= Description of the task =
Transcribe every entry below word for word, but skip the pictures.

= Provided data =
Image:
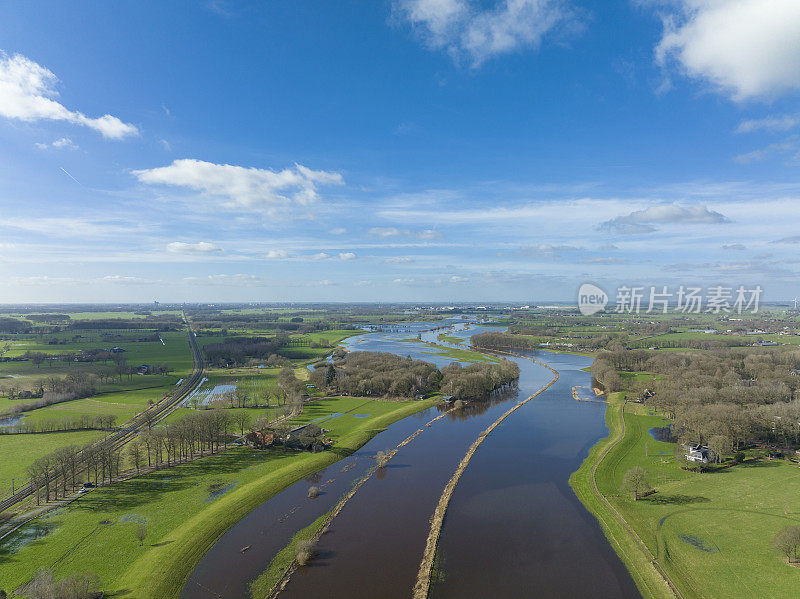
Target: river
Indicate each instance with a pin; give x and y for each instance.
(513, 528)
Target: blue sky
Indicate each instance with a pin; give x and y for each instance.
(415, 150)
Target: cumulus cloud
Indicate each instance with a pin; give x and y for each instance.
(27, 90)
(201, 247)
(466, 28)
(642, 221)
(770, 123)
(765, 153)
(241, 187)
(748, 48)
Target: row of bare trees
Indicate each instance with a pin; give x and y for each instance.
(722, 398)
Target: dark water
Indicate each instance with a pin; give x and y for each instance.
(225, 571)
(514, 528)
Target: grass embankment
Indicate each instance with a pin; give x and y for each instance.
(459, 355)
(275, 578)
(183, 518)
(264, 586)
(422, 586)
(709, 532)
(162, 571)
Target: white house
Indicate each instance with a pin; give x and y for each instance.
(697, 453)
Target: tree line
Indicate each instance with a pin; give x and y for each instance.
(381, 374)
(724, 399)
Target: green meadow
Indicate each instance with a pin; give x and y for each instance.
(711, 532)
(182, 518)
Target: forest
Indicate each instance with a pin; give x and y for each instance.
(724, 398)
(378, 374)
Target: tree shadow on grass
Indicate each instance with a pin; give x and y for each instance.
(151, 487)
(760, 464)
(675, 499)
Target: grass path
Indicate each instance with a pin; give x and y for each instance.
(645, 570)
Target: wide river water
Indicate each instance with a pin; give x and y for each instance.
(513, 528)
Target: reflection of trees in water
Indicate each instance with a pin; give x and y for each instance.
(479, 406)
(316, 477)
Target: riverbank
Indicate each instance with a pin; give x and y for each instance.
(181, 509)
(422, 586)
(621, 536)
(162, 572)
(709, 534)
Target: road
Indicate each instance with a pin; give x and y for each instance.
(149, 417)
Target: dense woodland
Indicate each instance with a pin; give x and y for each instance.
(723, 398)
(378, 374)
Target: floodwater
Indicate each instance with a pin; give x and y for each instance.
(226, 571)
(513, 528)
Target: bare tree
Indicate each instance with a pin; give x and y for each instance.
(141, 534)
(787, 542)
(635, 481)
(242, 420)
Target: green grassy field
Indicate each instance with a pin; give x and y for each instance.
(17, 452)
(175, 505)
(711, 532)
(461, 355)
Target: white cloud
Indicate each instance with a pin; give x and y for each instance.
(642, 221)
(767, 152)
(201, 247)
(125, 280)
(27, 90)
(76, 227)
(770, 123)
(465, 28)
(242, 187)
(386, 232)
(62, 142)
(238, 280)
(429, 234)
(399, 260)
(748, 48)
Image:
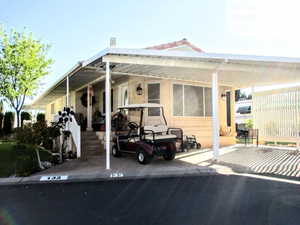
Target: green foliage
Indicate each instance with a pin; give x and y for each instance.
(40, 117)
(26, 160)
(22, 63)
(37, 134)
(1, 123)
(249, 123)
(21, 159)
(7, 159)
(45, 155)
(8, 123)
(25, 116)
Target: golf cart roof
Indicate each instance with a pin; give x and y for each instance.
(140, 106)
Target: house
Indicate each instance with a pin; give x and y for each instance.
(195, 88)
(243, 112)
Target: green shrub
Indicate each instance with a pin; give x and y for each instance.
(8, 122)
(25, 116)
(45, 155)
(26, 160)
(40, 117)
(249, 123)
(1, 123)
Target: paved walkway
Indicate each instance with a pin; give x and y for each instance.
(264, 160)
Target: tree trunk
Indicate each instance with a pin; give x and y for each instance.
(18, 118)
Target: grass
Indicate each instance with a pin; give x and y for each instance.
(8, 158)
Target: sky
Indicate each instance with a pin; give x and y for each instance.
(77, 30)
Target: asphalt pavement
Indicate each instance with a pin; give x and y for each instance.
(214, 199)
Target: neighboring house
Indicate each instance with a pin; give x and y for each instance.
(186, 104)
(276, 114)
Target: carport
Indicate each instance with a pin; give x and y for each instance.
(236, 71)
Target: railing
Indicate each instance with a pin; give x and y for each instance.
(74, 128)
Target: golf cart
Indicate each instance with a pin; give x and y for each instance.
(143, 138)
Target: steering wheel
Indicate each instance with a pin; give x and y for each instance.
(133, 125)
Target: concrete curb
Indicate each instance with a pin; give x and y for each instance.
(110, 175)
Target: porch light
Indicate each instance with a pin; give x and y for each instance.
(139, 90)
(223, 96)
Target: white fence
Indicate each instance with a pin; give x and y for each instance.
(276, 113)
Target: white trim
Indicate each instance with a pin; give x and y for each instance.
(215, 113)
(120, 92)
(107, 115)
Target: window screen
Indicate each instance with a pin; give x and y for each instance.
(178, 100)
(193, 101)
(52, 108)
(154, 97)
(111, 101)
(208, 99)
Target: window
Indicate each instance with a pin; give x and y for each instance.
(191, 100)
(154, 97)
(52, 108)
(111, 101)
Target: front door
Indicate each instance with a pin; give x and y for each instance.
(123, 95)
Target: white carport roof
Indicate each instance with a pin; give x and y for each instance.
(234, 70)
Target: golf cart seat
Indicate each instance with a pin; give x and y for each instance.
(158, 132)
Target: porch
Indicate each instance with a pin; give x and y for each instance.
(214, 70)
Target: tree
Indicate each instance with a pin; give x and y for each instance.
(25, 116)
(23, 63)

= Task solution =
Image:
Target: river
Indicate each instance with a pin; give x and y for each instance.
(513, 528)
Target: blue sky
Indicate each instance with a pin; give x and y for each instance.
(415, 150)
Target: cumulus cloud
Indicate each instance with a pin; give x and y for each instance.
(27, 90)
(201, 247)
(466, 28)
(642, 221)
(770, 123)
(765, 153)
(241, 187)
(748, 48)
Target: row of bare trees
Indicate each instance with a pin; give x and y for each instance.
(722, 398)
Target: dark water
Indicate each instance with a pin; give x and y for each instance.
(225, 571)
(514, 528)
Target: grass embankment
Indicate each instance with a pin; give x and y for each instance.
(459, 355)
(275, 578)
(183, 518)
(264, 586)
(422, 586)
(709, 532)
(162, 571)
Target: white house
Indicate each instance with a pin; give x and y for each instance.
(697, 453)
Target: tree line
Indicate each instance with a pin; give x and y for each instance.
(381, 374)
(724, 399)
Target: green meadow
Indicate each instance with a pin; give x and y for each instance.
(711, 532)
(182, 518)
Target: forest
Indicate each instance with a pin; give x and y for each instance.
(724, 398)
(378, 374)
Target: tree shadow on grass
Indicate each instance with a pin; give x and y for each instance.
(151, 487)
(760, 464)
(675, 499)
Target: grass path
Indicate each instance with a pin; give x and y for each instance.
(645, 570)
Target: wide river water
Indicate each instance with a pin; give x and y for each instance.
(513, 528)
Target: reflection of trees in water
Indicate each instance with a pin; give x and y for each instance.
(479, 406)
(316, 477)
Target: riverbank
Indicate each instance with a pin; give x and y for each instance.
(181, 509)
(422, 586)
(621, 536)
(162, 572)
(709, 534)
Target: road
Indicate each instance with a pin; give x and y for each instance.
(149, 417)
Target: dense woodland
Indicate each instance with a pin; give x and y for each instance.
(723, 398)
(378, 374)
Target: floodwater
Indicate each instance with a pin; give x and y for each instance.
(226, 571)
(513, 528)
Target: bare tree
Indicate each instance with a pin; give x and y for each instance.
(141, 534)
(787, 542)
(635, 481)
(242, 420)
Target: green grassy field
Indicate each instance with a pin; give x and y for each instance.
(17, 452)
(175, 505)
(711, 532)
(461, 355)
Target: white cloud
Indicate each instance with a pin; give x and y for each instance.
(642, 221)
(767, 152)
(201, 247)
(125, 280)
(27, 90)
(76, 227)
(770, 123)
(465, 28)
(242, 187)
(386, 232)
(62, 142)
(238, 280)
(429, 234)
(399, 260)
(748, 48)
Image:
Target: green foliage
Indicate each instance with a pin; give x and y for each instance.
(40, 117)
(26, 160)
(22, 63)
(37, 134)
(1, 123)
(249, 123)
(21, 159)
(7, 159)
(45, 155)
(8, 123)
(25, 116)
Target: golf cart roof
Indicate each instance with a pin; give x and y for each instance.
(140, 106)
Target: house
Indicate each instance with a pin; give x and y for each instance.
(195, 88)
(243, 112)
Target: green shrub
Indicate each instance with a pin; give x and y for each instance.
(8, 122)
(25, 116)
(45, 155)
(26, 160)
(40, 117)
(249, 123)
(1, 123)
Target: paved walkway
Indicate each instance with a pin; give x and y for each instance.
(264, 160)
Target: tree trunk
Indicate each instance with a pin; give x and y for each instance.
(18, 118)
Target: grass
Indicate each instance with a pin; give x and y for each instance.
(8, 158)
Target: sky
Indicate each instance with a pin; give x and y for each instance.
(77, 30)
Target: asphalt pavement
Indicate each instance with a pin; give x and y for each instance.
(214, 199)
Target: neighboring house
Indicate each instance with a pin; give x and y for each instance.
(186, 104)
(276, 114)
Target: carport
Indicate each instance with a pin; give x and y for each instance.
(236, 71)
Target: railing
Indicate each instance with a pin; give x and y for each instance.
(74, 128)
Target: golf cart
Indicate each instance with a pin; give x and y for each instance.
(143, 138)
Target: steering wheel
Indicate each instance with a pin; give x and y for each instance.
(133, 125)
Target: concrete curb
Indicate each instance with a pin; give x and y for each instance.
(110, 175)
Target: porch light
Indicate each instance with a pin; give x and y for each instance.
(139, 90)
(223, 96)
Target: white fence
Indicate each instance with a pin; give x and y for each instance.
(276, 113)
Target: white trim
Indicate each instance with a pin; give x and y for each instance.
(215, 113)
(120, 92)
(107, 115)
Target: window screen
Indicate each instance with a pin; give x and y for each instance.
(178, 100)
(193, 101)
(52, 108)
(154, 97)
(111, 101)
(208, 99)
Target: window
Indicate each instance with a pin; give x and y for each instance.
(191, 100)
(154, 97)
(52, 108)
(111, 101)
Target: front door
Indicate each instance with a pin; give x and y for each instance.
(123, 95)
Target: white carport roof
Indicate each instance with a pin; give x and y for each instance.
(234, 70)
Target: golf cart seat
Indicate each instance with a pin; give x and y for each instance.
(158, 132)
Target: porch
Indicate each instance with a pin; give x and y for each instance.
(214, 70)
Target: tree
Indicate each instance with a pin; give x and y for each instance.
(25, 116)
(23, 63)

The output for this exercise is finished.